- **Records provided**
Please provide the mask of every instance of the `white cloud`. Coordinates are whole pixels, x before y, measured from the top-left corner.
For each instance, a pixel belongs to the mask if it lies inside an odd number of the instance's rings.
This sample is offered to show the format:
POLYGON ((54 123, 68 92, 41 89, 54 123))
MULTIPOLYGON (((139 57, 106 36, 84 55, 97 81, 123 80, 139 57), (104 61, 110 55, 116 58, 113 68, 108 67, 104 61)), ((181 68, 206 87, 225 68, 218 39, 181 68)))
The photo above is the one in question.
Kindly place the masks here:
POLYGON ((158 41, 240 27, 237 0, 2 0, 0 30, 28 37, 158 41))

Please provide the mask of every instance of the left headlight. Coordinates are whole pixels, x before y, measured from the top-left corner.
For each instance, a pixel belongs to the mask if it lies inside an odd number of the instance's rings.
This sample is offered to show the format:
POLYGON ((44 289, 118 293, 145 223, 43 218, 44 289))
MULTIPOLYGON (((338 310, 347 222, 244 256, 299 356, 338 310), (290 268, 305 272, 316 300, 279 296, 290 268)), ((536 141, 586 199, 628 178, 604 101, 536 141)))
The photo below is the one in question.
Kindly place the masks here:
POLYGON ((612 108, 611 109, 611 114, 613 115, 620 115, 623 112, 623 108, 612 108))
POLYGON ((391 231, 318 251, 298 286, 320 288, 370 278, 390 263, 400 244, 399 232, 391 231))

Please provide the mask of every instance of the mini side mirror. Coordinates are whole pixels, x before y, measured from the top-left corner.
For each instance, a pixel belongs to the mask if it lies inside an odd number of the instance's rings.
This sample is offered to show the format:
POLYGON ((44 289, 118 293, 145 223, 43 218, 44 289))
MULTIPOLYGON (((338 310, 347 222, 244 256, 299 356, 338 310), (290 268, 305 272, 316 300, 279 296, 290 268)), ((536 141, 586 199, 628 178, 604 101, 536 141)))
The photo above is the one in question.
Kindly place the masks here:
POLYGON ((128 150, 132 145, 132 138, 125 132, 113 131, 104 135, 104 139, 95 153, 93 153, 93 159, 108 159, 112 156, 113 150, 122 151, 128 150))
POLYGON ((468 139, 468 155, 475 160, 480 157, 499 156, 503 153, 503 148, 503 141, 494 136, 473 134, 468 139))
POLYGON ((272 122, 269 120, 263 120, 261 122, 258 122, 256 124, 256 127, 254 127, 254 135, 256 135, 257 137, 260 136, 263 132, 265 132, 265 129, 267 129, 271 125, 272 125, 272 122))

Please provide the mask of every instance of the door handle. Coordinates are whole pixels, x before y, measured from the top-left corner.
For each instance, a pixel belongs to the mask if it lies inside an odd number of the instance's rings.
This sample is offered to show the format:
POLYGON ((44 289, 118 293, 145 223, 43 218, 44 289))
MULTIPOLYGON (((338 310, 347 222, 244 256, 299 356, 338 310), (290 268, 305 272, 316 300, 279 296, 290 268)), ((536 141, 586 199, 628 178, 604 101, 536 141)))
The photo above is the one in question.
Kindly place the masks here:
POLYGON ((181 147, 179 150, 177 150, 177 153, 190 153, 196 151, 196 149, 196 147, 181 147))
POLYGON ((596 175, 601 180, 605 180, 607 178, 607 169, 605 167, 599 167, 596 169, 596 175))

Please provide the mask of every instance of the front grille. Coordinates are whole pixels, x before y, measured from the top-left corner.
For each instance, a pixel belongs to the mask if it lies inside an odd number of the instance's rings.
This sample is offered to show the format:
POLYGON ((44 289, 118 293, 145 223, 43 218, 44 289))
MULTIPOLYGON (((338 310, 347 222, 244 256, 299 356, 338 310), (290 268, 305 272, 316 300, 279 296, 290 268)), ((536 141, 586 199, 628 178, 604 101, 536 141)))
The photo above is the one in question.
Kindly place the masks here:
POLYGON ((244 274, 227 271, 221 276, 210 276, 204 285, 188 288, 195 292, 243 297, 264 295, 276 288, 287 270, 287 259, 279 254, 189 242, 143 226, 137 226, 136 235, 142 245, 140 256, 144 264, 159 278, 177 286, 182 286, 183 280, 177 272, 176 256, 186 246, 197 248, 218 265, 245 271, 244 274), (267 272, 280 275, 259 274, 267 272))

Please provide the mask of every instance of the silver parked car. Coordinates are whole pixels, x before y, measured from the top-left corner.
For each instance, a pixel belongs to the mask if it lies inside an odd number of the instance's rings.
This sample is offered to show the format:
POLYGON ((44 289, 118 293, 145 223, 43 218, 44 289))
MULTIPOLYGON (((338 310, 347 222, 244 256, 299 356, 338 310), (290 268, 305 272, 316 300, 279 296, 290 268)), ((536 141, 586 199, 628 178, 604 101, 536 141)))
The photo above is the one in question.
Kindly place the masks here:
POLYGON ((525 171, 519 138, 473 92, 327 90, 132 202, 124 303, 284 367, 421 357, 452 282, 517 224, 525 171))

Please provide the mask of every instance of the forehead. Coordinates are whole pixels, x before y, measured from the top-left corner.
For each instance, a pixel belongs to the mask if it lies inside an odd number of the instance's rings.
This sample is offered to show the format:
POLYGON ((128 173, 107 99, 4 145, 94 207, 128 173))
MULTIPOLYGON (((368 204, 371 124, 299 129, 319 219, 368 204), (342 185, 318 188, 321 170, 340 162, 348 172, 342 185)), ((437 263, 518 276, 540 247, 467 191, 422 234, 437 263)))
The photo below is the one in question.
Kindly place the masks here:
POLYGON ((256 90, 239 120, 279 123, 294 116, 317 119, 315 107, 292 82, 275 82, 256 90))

- **Task statement**
Word for word, transcribe all of the entries shown above.

- **Solution to this task**
Please provide the mask of every instance of the `white cloud`. Coordinates are whole pixels, x before y, measured from the top-left corner.
For each instance, a pixel belongs to the mask if it lies inside an odd number of the instance's rings.
This sample is offered to show the format:
POLYGON ((54 123, 68 92, 41 89, 54 123))
MULTIPOLYGON (((139 57, 106 36, 84 55, 97 81, 123 80, 139 57), (104 61, 110 55, 116 58, 113 68, 108 67, 104 61)), ((181 68, 206 87, 225 68, 218 39, 181 68)))
The photo above is the one in question.
Kindly place the masks here:
POLYGON ((158 41, 240 27, 237 0, 2 0, 0 30, 28 37, 158 41))

Please provide the mask of every instance of the left headlight. Coordinates are whole pixels, x before y, measured from the top-left corner.
For each instance, a pixel belongs to the mask if it lies inside an odd number of the instance's rings.
This sample is offered to show the format:
POLYGON ((44 289, 118 293, 145 223, 43 218, 44 289))
MULTIPOLYGON (((338 310, 347 222, 244 256, 299 356, 338 310), (290 268, 305 272, 316 300, 279 296, 290 268)), ((536 141, 586 199, 628 178, 604 101, 536 141)))
The photo below is the one in question.
Kindly place the masks here:
POLYGON ((612 108, 611 109, 611 114, 613 115, 620 115, 623 112, 623 108, 612 108))
POLYGON ((391 231, 318 251, 298 286, 320 288, 370 278, 390 263, 400 244, 399 232, 391 231))

Please provide the mask of every instance of the mini side mirror. Coordinates are whole pixels, x before y, measured from the top-left corner.
For each instance, a pixel belongs to the mask if it lies inside an odd number of the instance's rings.
This sample is offered to show the format:
POLYGON ((44 289, 118 293, 145 223, 43 218, 44 289))
MULTIPOLYGON (((338 310, 347 222, 244 256, 299 356, 338 310), (290 268, 305 272, 316 300, 279 296, 290 268)), ((536 141, 586 199, 628 178, 604 101, 536 141)))
The photo above is the one in question.
Kindly place the masks here:
POLYGON ((128 150, 132 145, 132 138, 125 132, 113 131, 104 135, 104 139, 95 153, 93 153, 93 159, 108 159, 112 156, 113 150, 122 151, 128 150))
POLYGON ((468 139, 468 155, 475 160, 480 157, 499 156, 503 153, 503 148, 503 141, 494 136, 473 134, 468 139))
POLYGON ((272 122, 269 120, 263 120, 261 122, 258 122, 256 124, 256 127, 254 127, 254 135, 256 135, 257 137, 260 136, 263 132, 265 132, 265 129, 267 129, 271 125, 272 125, 272 122))

Please provide the mask of every instance of the door handle. Coordinates are whole pixels, x before y, measured from the top-left corner.
For each instance, a pixel belongs to the mask if it lies inside an odd number of the instance's rings.
This sample is offered to show the format:
POLYGON ((44 289, 118 293, 145 223, 43 218, 44 289))
MULTIPOLYGON (((338 310, 347 222, 244 256, 299 356, 338 310), (290 268, 305 272, 316 300, 279 296, 290 268)), ((536 141, 586 199, 628 178, 604 101, 536 141)))
The photo above is the one in question.
Kindly place the masks here:
POLYGON ((181 147, 179 150, 177 150, 177 153, 190 153, 196 151, 196 149, 196 147, 181 147))
POLYGON ((596 175, 601 180, 605 180, 607 178, 607 169, 605 167, 599 167, 596 169, 596 175))

Please provide the mask of every instance of the front grille. Coordinates are whole pixels, x before y, measured from the top-left corner.
For each instance, a pixel belongs to the mask if it lies inside an odd number of the instance's rings.
This sample is offered to show the format:
POLYGON ((44 289, 118 293, 145 223, 43 218, 44 289))
MULTIPOLYGON (((338 310, 347 222, 244 256, 299 356, 338 310), (290 268, 305 272, 316 300, 279 296, 290 268)), ((536 141, 586 199, 628 178, 604 101, 536 141)))
The photo above is the one in question.
Kindly place the masks here:
POLYGON ((244 274, 227 271, 221 276, 210 276, 204 285, 188 288, 195 292, 243 297, 264 295, 276 288, 287 270, 287 259, 279 254, 189 242, 143 226, 137 226, 136 235, 142 245, 140 256, 144 264, 159 278, 177 286, 182 286, 183 280, 177 272, 176 256, 186 246, 197 248, 218 265, 245 271, 244 274), (267 272, 280 275, 259 274, 267 272))

Please provide the mask of every instance of the silver parked car. Coordinates are whole pixels, x before y, measured from the top-left corner.
For each instance, a pixel belongs to the mask if it lies inside an odd number of the instance's rings.
This sample is offered to show the format:
POLYGON ((44 289, 118 293, 145 223, 43 218, 44 289))
MULTIPOLYGON (((338 310, 347 222, 244 256, 299 356, 338 310), (290 268, 305 272, 316 300, 279 296, 290 268)), ((536 141, 586 199, 628 178, 604 101, 536 141)))
The photo above is the one in question.
Kindly place the masks here:
POLYGON ((525 171, 519 138, 473 92, 327 90, 132 202, 124 303, 284 367, 421 357, 452 282, 517 224, 525 171))

Please provide the mask of every instance of the forehead. Coordinates are whole pixels, x before y, measured from the top-left corner.
For each instance, a pixel belongs to the mask if it lies inside an odd number of the instance's rings.
This sample is offered to show the format:
POLYGON ((128 173, 107 99, 4 145, 94 207, 128 173))
MULTIPOLYGON (((368 204, 371 124, 299 129, 319 219, 368 204), (342 185, 318 188, 321 170, 340 162, 348 172, 342 185)), ((437 263, 518 276, 540 247, 467 191, 422 234, 437 263)))
The photo below is the one in question.
Kindly place the masks here:
POLYGON ((256 90, 239 120, 279 123, 294 116, 317 119, 315 107, 292 82, 275 82, 256 90))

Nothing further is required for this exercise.